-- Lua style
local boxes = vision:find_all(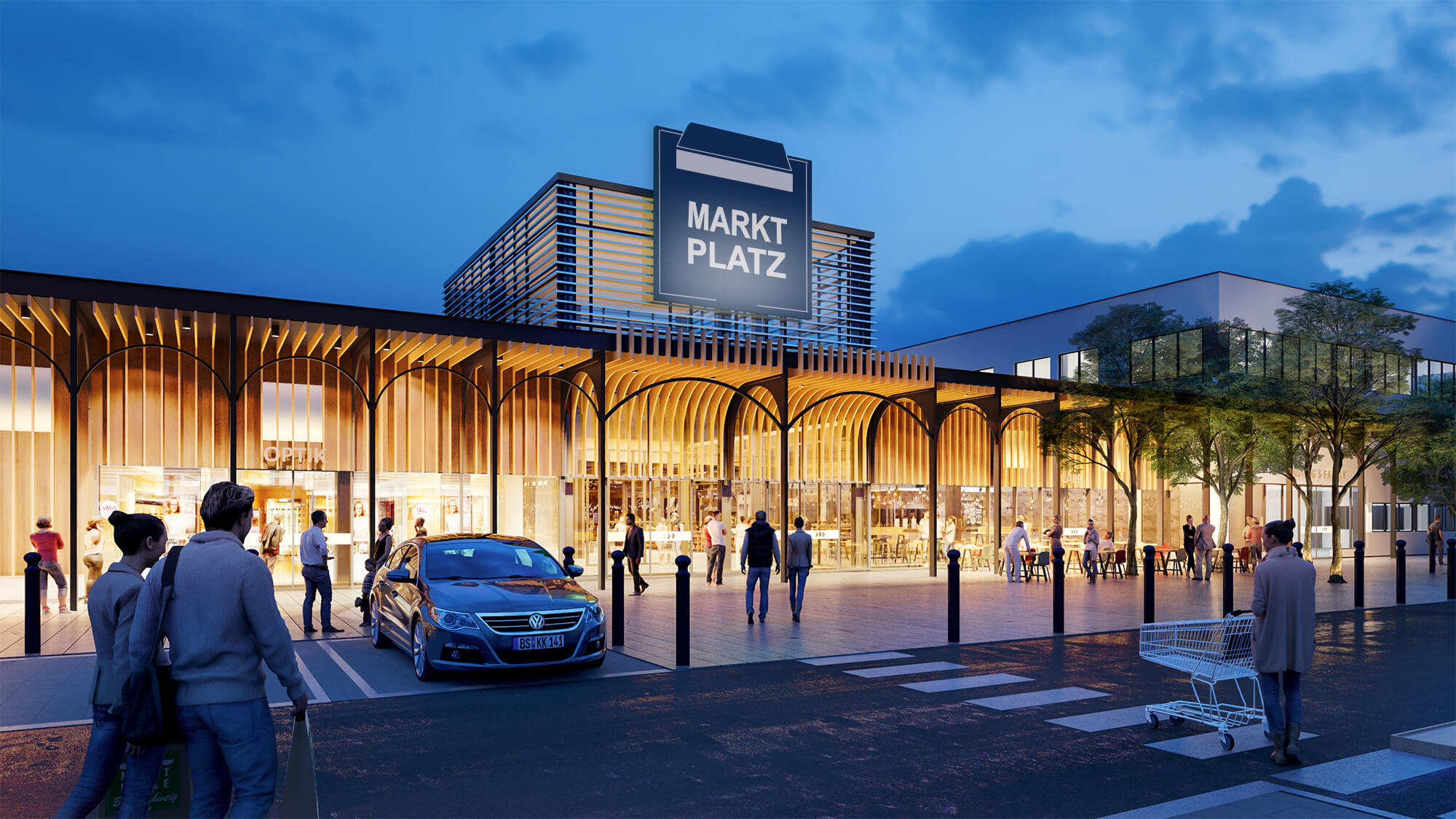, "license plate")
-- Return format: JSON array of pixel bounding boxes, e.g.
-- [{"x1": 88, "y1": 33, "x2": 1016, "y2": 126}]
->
[{"x1": 511, "y1": 634, "x2": 566, "y2": 652}]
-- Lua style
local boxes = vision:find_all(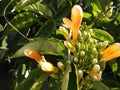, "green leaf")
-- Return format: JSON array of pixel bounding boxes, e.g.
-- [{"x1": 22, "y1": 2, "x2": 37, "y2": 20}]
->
[
  {"x1": 0, "y1": 47, "x2": 8, "y2": 59},
  {"x1": 0, "y1": 24, "x2": 3, "y2": 32},
  {"x1": 61, "y1": 63, "x2": 71, "y2": 90},
  {"x1": 15, "y1": 68, "x2": 50, "y2": 90},
  {"x1": 12, "y1": 0, "x2": 38, "y2": 11},
  {"x1": 36, "y1": 20, "x2": 56, "y2": 38},
  {"x1": 92, "y1": 29, "x2": 115, "y2": 43},
  {"x1": 3, "y1": 12, "x2": 38, "y2": 37},
  {"x1": 11, "y1": 38, "x2": 65, "y2": 58},
  {"x1": 93, "y1": 81, "x2": 110, "y2": 90}
]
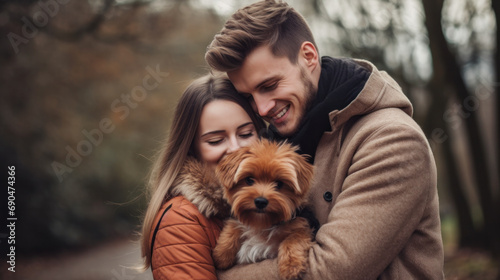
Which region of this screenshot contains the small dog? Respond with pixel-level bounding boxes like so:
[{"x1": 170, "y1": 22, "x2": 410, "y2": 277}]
[{"x1": 213, "y1": 140, "x2": 313, "y2": 279}]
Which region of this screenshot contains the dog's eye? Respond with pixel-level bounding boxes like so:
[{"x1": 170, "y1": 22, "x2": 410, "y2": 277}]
[
  {"x1": 275, "y1": 181, "x2": 283, "y2": 190},
  {"x1": 245, "y1": 177, "x2": 255, "y2": 186}
]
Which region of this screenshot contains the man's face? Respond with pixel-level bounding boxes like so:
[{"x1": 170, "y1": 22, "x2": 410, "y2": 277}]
[{"x1": 227, "y1": 46, "x2": 317, "y2": 136}]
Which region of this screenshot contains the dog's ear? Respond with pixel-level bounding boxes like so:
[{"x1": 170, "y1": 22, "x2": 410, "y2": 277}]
[
  {"x1": 293, "y1": 153, "x2": 314, "y2": 193},
  {"x1": 215, "y1": 147, "x2": 250, "y2": 190}
]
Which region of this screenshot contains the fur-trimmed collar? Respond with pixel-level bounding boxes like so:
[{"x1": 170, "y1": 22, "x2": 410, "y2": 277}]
[{"x1": 171, "y1": 157, "x2": 231, "y2": 218}]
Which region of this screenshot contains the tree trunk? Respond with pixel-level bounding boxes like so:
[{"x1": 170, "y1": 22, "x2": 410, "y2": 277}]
[{"x1": 422, "y1": 0, "x2": 499, "y2": 252}]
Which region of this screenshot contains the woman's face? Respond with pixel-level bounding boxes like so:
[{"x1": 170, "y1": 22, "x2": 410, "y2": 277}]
[{"x1": 194, "y1": 100, "x2": 257, "y2": 167}]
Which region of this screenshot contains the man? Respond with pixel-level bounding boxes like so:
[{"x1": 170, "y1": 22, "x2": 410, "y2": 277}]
[{"x1": 205, "y1": 0, "x2": 444, "y2": 280}]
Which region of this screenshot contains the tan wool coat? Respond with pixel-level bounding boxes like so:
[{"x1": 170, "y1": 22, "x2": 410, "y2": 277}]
[{"x1": 218, "y1": 60, "x2": 444, "y2": 280}]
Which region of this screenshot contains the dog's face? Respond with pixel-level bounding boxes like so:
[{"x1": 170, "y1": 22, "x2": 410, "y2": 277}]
[{"x1": 216, "y1": 140, "x2": 313, "y2": 229}]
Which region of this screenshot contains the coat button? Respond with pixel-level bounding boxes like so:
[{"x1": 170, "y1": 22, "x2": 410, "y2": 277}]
[{"x1": 323, "y1": 192, "x2": 333, "y2": 202}]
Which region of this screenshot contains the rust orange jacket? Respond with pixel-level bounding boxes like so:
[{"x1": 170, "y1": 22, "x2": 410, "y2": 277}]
[{"x1": 150, "y1": 159, "x2": 229, "y2": 280}]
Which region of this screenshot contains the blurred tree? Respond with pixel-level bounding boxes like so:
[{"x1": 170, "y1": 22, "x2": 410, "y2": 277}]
[{"x1": 0, "y1": 0, "x2": 221, "y2": 254}]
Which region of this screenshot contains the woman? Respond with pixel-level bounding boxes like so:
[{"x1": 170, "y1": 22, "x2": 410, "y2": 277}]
[{"x1": 141, "y1": 75, "x2": 264, "y2": 279}]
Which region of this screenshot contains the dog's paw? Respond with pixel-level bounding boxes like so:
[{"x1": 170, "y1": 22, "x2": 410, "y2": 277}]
[
  {"x1": 212, "y1": 246, "x2": 234, "y2": 269},
  {"x1": 279, "y1": 256, "x2": 307, "y2": 280}
]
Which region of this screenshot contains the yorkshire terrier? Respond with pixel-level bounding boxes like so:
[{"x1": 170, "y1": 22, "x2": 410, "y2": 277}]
[{"x1": 213, "y1": 140, "x2": 313, "y2": 279}]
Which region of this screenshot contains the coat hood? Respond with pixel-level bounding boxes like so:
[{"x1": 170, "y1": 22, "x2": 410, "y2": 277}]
[
  {"x1": 171, "y1": 157, "x2": 230, "y2": 218},
  {"x1": 329, "y1": 59, "x2": 413, "y2": 130}
]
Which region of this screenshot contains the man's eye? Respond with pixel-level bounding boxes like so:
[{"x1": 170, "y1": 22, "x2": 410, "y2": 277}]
[{"x1": 262, "y1": 83, "x2": 278, "y2": 91}]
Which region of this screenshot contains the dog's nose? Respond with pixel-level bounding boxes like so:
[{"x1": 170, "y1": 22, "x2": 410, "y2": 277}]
[{"x1": 254, "y1": 197, "x2": 268, "y2": 209}]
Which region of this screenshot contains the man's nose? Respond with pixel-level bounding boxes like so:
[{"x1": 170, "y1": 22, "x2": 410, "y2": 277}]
[{"x1": 253, "y1": 94, "x2": 276, "y2": 117}]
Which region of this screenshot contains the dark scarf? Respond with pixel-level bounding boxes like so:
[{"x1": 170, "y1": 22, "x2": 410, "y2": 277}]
[{"x1": 268, "y1": 56, "x2": 370, "y2": 163}]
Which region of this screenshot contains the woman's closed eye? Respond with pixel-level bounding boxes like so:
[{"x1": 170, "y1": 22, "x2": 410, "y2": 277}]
[
  {"x1": 240, "y1": 130, "x2": 254, "y2": 139},
  {"x1": 206, "y1": 138, "x2": 224, "y2": 146}
]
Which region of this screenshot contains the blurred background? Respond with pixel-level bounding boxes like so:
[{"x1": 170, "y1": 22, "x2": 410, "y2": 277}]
[{"x1": 0, "y1": 0, "x2": 500, "y2": 280}]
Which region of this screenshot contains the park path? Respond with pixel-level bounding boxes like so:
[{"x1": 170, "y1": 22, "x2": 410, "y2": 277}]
[{"x1": 0, "y1": 237, "x2": 153, "y2": 280}]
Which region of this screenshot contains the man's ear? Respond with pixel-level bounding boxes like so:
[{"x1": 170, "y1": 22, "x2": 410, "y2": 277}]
[{"x1": 299, "y1": 41, "x2": 319, "y2": 72}]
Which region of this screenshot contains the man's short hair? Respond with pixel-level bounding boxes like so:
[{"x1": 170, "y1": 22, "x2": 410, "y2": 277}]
[{"x1": 205, "y1": 0, "x2": 317, "y2": 72}]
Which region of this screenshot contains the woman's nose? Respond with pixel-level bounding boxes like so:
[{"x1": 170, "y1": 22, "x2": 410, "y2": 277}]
[{"x1": 227, "y1": 137, "x2": 241, "y2": 154}]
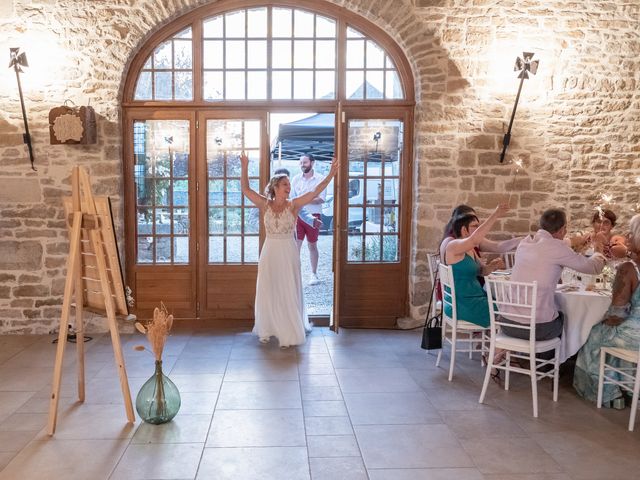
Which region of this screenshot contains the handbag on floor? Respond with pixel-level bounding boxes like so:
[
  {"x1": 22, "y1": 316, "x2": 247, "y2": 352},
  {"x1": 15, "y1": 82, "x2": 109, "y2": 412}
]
[{"x1": 420, "y1": 273, "x2": 442, "y2": 350}]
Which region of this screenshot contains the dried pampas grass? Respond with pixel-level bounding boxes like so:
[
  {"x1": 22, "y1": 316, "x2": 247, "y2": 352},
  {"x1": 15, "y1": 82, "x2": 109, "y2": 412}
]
[{"x1": 134, "y1": 302, "x2": 173, "y2": 362}]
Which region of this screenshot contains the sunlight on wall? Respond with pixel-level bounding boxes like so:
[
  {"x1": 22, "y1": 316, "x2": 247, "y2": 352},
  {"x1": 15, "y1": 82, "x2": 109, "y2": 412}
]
[{"x1": 0, "y1": 30, "x2": 71, "y2": 97}]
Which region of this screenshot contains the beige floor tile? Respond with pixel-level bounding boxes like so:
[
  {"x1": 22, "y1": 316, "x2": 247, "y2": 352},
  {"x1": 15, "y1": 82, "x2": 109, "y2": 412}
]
[
  {"x1": 109, "y1": 443, "x2": 204, "y2": 480},
  {"x1": 307, "y1": 435, "x2": 360, "y2": 458},
  {"x1": 329, "y1": 349, "x2": 402, "y2": 369},
  {"x1": 304, "y1": 417, "x2": 353, "y2": 435},
  {"x1": 300, "y1": 373, "x2": 338, "y2": 387},
  {"x1": 484, "y1": 473, "x2": 568, "y2": 480},
  {"x1": 460, "y1": 436, "x2": 562, "y2": 474},
  {"x1": 0, "y1": 392, "x2": 35, "y2": 421},
  {"x1": 216, "y1": 381, "x2": 302, "y2": 409},
  {"x1": 0, "y1": 413, "x2": 48, "y2": 432},
  {"x1": 131, "y1": 413, "x2": 212, "y2": 444},
  {"x1": 0, "y1": 365, "x2": 53, "y2": 392},
  {"x1": 301, "y1": 387, "x2": 342, "y2": 402},
  {"x1": 0, "y1": 452, "x2": 17, "y2": 470},
  {"x1": 180, "y1": 337, "x2": 233, "y2": 358},
  {"x1": 532, "y1": 430, "x2": 640, "y2": 480},
  {"x1": 424, "y1": 373, "x2": 495, "y2": 411},
  {"x1": 224, "y1": 357, "x2": 298, "y2": 382},
  {"x1": 336, "y1": 368, "x2": 420, "y2": 393},
  {"x1": 170, "y1": 356, "x2": 228, "y2": 377},
  {"x1": 36, "y1": 404, "x2": 140, "y2": 440},
  {"x1": 81, "y1": 373, "x2": 149, "y2": 405},
  {"x1": 344, "y1": 392, "x2": 442, "y2": 425},
  {"x1": 354, "y1": 425, "x2": 474, "y2": 469},
  {"x1": 178, "y1": 392, "x2": 218, "y2": 415},
  {"x1": 442, "y1": 408, "x2": 528, "y2": 441},
  {"x1": 298, "y1": 362, "x2": 335, "y2": 375},
  {"x1": 297, "y1": 351, "x2": 333, "y2": 365},
  {"x1": 0, "y1": 430, "x2": 38, "y2": 453},
  {"x1": 169, "y1": 373, "x2": 224, "y2": 393},
  {"x1": 369, "y1": 468, "x2": 482, "y2": 480},
  {"x1": 0, "y1": 438, "x2": 129, "y2": 480},
  {"x1": 196, "y1": 447, "x2": 310, "y2": 480},
  {"x1": 302, "y1": 400, "x2": 348, "y2": 417},
  {"x1": 15, "y1": 392, "x2": 77, "y2": 414},
  {"x1": 229, "y1": 344, "x2": 296, "y2": 360},
  {"x1": 207, "y1": 409, "x2": 306, "y2": 447},
  {"x1": 309, "y1": 457, "x2": 368, "y2": 480}
]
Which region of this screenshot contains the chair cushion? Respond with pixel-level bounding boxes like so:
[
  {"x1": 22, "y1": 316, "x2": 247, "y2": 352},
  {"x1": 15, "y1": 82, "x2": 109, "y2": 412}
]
[
  {"x1": 601, "y1": 347, "x2": 638, "y2": 363},
  {"x1": 444, "y1": 317, "x2": 489, "y2": 330},
  {"x1": 496, "y1": 332, "x2": 560, "y2": 352}
]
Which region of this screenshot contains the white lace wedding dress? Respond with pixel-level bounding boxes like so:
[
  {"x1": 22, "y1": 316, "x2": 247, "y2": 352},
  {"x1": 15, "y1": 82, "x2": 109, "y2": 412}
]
[{"x1": 253, "y1": 202, "x2": 311, "y2": 347}]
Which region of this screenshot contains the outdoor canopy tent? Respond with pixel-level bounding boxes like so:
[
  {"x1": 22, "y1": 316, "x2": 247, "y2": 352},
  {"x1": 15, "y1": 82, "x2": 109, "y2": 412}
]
[{"x1": 271, "y1": 113, "x2": 335, "y2": 161}]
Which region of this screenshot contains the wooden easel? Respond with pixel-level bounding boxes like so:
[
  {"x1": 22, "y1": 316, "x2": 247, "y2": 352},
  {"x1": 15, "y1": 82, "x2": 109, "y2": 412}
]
[{"x1": 47, "y1": 167, "x2": 135, "y2": 435}]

Goal of the exercise: Quote exactly the line containing "Which region of this screenshot contains the chair" and every later line through the end of the listing, and no other lines.

Exercise output:
Which region of this screenshot contains the chair cushion? Respond with pixel-level bounding boxes like so:
[
  {"x1": 22, "y1": 316, "x2": 247, "y2": 352},
  {"x1": 15, "y1": 82, "x2": 109, "y2": 412}
]
[
  {"x1": 601, "y1": 347, "x2": 638, "y2": 363},
  {"x1": 444, "y1": 317, "x2": 489, "y2": 330},
  {"x1": 496, "y1": 332, "x2": 560, "y2": 352}
]
Which region of this screenshot contains the white lace wedding dress? Respond with pixel-level bounding boxes like so:
[
  {"x1": 22, "y1": 316, "x2": 247, "y2": 352},
  {"x1": 15, "y1": 82, "x2": 109, "y2": 412}
]
[{"x1": 253, "y1": 202, "x2": 311, "y2": 347}]
Which region of this screenshot contains the outdoor canopy tent? Respond with pixel-level bounding boxes like so:
[
  {"x1": 22, "y1": 316, "x2": 247, "y2": 352},
  {"x1": 15, "y1": 82, "x2": 109, "y2": 412}
]
[{"x1": 271, "y1": 113, "x2": 335, "y2": 161}]
Which region of this screenshot contains the wooden easel? Respond with pixel-level bounding boxes like so:
[
  {"x1": 22, "y1": 316, "x2": 247, "y2": 352},
  {"x1": 15, "y1": 82, "x2": 109, "y2": 412}
]
[{"x1": 47, "y1": 167, "x2": 135, "y2": 435}]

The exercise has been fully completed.